======== Rijen uit dataset

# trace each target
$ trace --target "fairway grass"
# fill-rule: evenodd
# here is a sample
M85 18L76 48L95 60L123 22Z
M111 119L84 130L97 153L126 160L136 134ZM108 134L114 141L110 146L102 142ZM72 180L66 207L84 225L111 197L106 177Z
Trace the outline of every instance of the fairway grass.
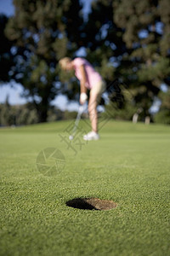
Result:
M75 152L70 123L0 129L0 255L170 255L170 126L109 121ZM65 158L53 177L36 166L47 148ZM87 197L117 207L65 204Z

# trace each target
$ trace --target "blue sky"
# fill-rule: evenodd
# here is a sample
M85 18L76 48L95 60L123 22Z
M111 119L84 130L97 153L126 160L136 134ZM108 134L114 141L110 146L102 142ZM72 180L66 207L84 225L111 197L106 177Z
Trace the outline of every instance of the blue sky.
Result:
M86 15L90 9L90 3L92 0L82 0L83 3L83 12ZM11 16L14 13L14 7L13 0L0 0L0 14L4 14L7 16ZM13 87L9 84L3 84L0 85L0 103L5 102L7 96L10 104L24 104L26 102L26 99L20 96L23 91L21 84L13 84ZM66 97L64 96L58 96L52 102L54 105L60 108L61 110L77 110L77 103L69 103Z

================

▶ Opdracht: Kun je alle rijen hierboven woordelijk weergeven, maar dan zonder de afbeeldingen?

▶ Uitwerking:
# trace each target
$ trace --target "fairway grass"
# fill-rule: evenodd
# here is a sample
M85 18L76 48L95 60L123 22Z
M111 119L84 130L97 153L126 160L136 134ZM108 134L114 141L110 146L102 142ZM72 180L66 207L84 225L111 197L106 177Z
Trace the outline of every instance of the fairway grass.
Result:
M75 152L70 123L0 129L0 255L170 255L170 126L109 121ZM65 158L53 177L36 166L47 148ZM87 197L117 207L65 204Z

# trace each target
$ trace --target "blue sky"
# fill-rule: evenodd
# here is a sample
M85 18L76 48L95 60L123 22Z
M111 119L84 130L97 153L126 160L136 134ZM108 134L114 141L110 146L102 142ZM72 180L66 207L84 225L111 197L106 177Z
Trace the outline of every instance of the blue sky.
Result:
M86 15L90 9L90 3L92 0L82 0L83 3L83 12ZM11 16L14 13L14 7L13 0L0 0L0 14L4 14L7 16ZM13 87L9 84L3 84L0 85L0 103L5 102L7 96L10 104L24 104L26 102L26 99L20 96L23 91L21 84L13 84ZM66 97L64 96L58 96L52 102L54 105L60 108L61 110L77 110L77 103L69 103Z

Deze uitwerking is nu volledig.